Your task –
Return each line below that contains the word "sign".

[Labeled-object pointing entries]

* Start *

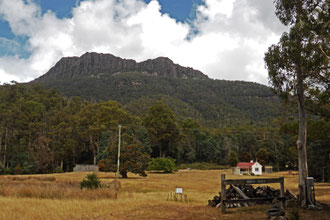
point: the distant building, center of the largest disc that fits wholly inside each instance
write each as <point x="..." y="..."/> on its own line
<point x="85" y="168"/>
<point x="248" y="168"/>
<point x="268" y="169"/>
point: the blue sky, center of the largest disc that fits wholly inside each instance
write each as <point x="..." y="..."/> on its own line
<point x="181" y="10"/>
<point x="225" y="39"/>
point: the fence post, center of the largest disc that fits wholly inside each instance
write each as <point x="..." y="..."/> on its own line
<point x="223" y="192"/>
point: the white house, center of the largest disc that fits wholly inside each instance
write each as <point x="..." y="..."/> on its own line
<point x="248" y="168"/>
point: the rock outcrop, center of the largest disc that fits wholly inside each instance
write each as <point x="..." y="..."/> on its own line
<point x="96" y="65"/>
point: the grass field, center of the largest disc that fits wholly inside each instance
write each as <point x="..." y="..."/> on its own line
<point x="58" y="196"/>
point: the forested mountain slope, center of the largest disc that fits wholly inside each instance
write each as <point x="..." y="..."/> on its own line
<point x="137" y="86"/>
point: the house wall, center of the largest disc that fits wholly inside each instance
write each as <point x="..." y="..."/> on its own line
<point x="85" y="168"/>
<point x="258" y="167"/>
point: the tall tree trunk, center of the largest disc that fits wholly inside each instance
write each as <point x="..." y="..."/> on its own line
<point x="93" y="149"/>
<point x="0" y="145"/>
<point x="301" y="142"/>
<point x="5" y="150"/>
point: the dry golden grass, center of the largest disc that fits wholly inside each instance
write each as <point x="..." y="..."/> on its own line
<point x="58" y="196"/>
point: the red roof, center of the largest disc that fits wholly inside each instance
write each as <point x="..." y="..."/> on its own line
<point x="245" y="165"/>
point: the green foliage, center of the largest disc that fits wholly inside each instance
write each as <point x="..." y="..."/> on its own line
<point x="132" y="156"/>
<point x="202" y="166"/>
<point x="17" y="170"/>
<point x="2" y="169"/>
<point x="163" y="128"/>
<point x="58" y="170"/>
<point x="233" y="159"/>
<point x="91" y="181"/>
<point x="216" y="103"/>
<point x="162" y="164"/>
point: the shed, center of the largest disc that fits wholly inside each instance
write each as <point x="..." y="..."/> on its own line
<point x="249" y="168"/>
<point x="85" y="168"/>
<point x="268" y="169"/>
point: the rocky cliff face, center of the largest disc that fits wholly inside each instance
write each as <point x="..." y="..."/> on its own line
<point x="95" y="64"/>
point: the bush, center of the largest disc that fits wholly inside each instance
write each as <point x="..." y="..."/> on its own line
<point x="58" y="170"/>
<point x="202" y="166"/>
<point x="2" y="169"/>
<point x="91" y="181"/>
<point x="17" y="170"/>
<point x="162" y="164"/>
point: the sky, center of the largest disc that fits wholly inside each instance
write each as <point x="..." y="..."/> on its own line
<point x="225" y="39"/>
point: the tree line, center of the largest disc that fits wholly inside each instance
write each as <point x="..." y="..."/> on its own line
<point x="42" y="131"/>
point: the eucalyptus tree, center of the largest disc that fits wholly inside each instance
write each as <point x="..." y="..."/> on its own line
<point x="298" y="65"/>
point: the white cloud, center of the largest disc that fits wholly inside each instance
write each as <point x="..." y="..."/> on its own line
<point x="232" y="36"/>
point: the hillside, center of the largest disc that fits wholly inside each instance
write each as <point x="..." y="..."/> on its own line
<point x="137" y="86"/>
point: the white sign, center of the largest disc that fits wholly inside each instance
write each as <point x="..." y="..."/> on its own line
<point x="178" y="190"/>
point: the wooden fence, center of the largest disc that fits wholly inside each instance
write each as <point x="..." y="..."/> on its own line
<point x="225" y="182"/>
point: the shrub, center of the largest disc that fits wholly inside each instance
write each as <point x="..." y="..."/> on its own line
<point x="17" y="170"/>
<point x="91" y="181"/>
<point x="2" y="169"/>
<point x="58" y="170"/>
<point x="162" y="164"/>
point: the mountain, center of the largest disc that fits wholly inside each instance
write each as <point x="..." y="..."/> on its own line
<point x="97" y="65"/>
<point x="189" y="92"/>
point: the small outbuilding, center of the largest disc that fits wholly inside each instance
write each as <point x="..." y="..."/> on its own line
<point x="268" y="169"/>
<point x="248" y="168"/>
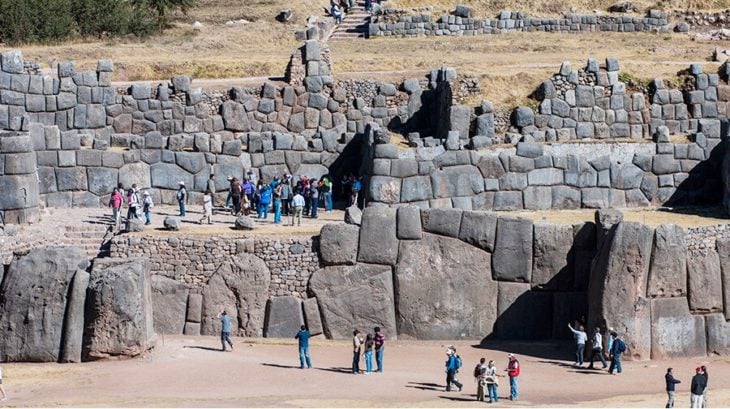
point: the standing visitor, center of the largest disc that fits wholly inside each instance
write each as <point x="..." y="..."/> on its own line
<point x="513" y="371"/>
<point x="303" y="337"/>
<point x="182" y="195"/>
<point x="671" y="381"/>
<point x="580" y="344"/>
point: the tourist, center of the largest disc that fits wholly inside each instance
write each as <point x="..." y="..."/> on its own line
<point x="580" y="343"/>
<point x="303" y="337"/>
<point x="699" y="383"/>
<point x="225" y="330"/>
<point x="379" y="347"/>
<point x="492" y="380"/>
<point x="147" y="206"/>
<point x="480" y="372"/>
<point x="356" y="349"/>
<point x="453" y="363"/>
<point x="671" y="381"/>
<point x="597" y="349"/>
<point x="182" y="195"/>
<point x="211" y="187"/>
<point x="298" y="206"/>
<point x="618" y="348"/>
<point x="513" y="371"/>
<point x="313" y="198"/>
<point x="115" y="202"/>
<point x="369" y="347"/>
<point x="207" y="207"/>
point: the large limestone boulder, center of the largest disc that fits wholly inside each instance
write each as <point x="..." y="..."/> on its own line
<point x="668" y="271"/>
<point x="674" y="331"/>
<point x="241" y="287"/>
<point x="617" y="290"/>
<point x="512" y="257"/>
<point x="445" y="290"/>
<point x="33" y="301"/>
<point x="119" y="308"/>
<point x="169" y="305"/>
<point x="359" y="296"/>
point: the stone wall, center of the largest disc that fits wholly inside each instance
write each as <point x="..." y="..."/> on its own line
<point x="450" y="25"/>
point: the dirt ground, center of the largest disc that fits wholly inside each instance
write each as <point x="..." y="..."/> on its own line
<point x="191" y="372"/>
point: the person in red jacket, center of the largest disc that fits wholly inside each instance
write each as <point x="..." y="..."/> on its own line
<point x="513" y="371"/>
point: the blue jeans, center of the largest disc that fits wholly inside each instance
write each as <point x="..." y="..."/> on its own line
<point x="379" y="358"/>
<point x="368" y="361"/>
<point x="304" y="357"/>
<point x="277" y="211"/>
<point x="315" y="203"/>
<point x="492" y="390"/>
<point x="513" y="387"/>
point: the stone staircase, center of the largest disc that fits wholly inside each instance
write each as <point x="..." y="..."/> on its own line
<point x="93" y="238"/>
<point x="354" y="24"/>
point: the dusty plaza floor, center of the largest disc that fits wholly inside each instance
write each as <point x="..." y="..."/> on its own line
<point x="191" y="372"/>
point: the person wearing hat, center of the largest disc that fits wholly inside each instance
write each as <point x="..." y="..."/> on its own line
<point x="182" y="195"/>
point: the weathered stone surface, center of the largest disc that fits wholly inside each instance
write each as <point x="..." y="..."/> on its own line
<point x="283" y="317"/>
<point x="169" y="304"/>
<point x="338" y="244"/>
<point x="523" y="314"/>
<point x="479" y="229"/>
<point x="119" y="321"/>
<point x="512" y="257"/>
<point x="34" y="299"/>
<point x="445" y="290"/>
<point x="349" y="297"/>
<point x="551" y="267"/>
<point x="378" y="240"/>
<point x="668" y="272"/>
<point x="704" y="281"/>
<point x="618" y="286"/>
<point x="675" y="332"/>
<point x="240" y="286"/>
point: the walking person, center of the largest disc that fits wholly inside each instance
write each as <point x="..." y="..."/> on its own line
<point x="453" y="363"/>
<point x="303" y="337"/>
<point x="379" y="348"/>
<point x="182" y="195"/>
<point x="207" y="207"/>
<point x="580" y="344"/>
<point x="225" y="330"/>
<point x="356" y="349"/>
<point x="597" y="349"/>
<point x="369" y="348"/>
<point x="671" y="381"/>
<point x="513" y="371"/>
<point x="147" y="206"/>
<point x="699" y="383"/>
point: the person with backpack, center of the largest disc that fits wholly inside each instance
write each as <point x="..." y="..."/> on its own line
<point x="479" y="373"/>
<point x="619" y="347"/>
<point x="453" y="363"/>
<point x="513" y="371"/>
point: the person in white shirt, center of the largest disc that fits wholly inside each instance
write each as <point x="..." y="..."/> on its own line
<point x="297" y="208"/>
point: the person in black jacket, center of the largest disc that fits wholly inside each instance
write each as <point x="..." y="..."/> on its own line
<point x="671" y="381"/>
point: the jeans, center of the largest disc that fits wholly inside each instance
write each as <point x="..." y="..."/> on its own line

* End *
* Start *

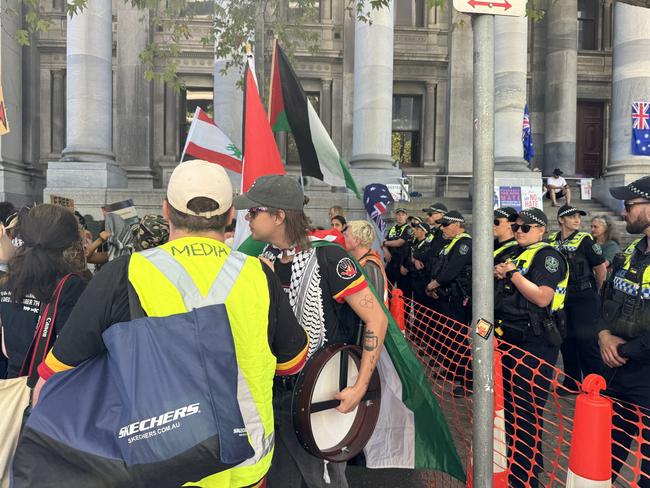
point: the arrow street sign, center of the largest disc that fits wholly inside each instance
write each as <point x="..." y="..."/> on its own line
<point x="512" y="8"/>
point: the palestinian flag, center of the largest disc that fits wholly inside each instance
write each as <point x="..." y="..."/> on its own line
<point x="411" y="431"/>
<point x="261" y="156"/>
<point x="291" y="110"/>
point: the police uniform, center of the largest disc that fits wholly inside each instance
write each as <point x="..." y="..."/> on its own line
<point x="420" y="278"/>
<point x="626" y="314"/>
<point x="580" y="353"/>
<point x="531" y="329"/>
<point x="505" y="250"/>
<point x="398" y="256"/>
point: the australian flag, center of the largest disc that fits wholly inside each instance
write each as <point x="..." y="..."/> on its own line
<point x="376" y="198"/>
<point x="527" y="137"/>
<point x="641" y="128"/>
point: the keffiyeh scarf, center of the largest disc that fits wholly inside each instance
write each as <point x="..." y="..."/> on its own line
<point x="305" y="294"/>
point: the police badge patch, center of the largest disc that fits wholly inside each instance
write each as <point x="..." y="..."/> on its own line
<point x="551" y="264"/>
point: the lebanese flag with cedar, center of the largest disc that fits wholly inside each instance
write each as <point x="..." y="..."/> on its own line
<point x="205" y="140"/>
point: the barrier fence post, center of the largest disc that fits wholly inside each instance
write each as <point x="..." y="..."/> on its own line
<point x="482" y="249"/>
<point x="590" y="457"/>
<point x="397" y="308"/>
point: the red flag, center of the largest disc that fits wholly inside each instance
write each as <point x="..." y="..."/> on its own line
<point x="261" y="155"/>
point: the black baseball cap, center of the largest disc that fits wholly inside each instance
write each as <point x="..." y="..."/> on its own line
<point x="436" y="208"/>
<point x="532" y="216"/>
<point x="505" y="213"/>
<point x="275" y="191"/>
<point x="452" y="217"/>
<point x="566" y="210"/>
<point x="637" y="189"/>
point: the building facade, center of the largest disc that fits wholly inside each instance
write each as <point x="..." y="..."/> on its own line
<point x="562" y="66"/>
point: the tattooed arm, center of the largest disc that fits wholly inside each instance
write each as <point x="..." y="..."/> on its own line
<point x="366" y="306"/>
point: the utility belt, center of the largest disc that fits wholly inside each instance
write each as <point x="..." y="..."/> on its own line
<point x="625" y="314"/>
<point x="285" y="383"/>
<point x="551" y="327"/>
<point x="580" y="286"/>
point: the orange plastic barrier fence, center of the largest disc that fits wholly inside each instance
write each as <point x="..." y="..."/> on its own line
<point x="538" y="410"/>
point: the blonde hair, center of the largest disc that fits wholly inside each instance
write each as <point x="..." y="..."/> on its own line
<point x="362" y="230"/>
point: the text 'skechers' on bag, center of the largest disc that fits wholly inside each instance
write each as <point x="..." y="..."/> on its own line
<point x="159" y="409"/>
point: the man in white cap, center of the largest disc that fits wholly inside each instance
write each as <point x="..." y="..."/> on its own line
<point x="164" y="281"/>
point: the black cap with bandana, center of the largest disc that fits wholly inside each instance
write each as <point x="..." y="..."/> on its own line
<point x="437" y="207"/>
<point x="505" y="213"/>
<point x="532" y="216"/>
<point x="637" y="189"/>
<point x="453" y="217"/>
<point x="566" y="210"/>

* End *

Task answer –
point: the white sign, center of the largest disc that fits wholly inside each instance
point: the arrow street sign, center of the largest disc that fits wholly inside each instance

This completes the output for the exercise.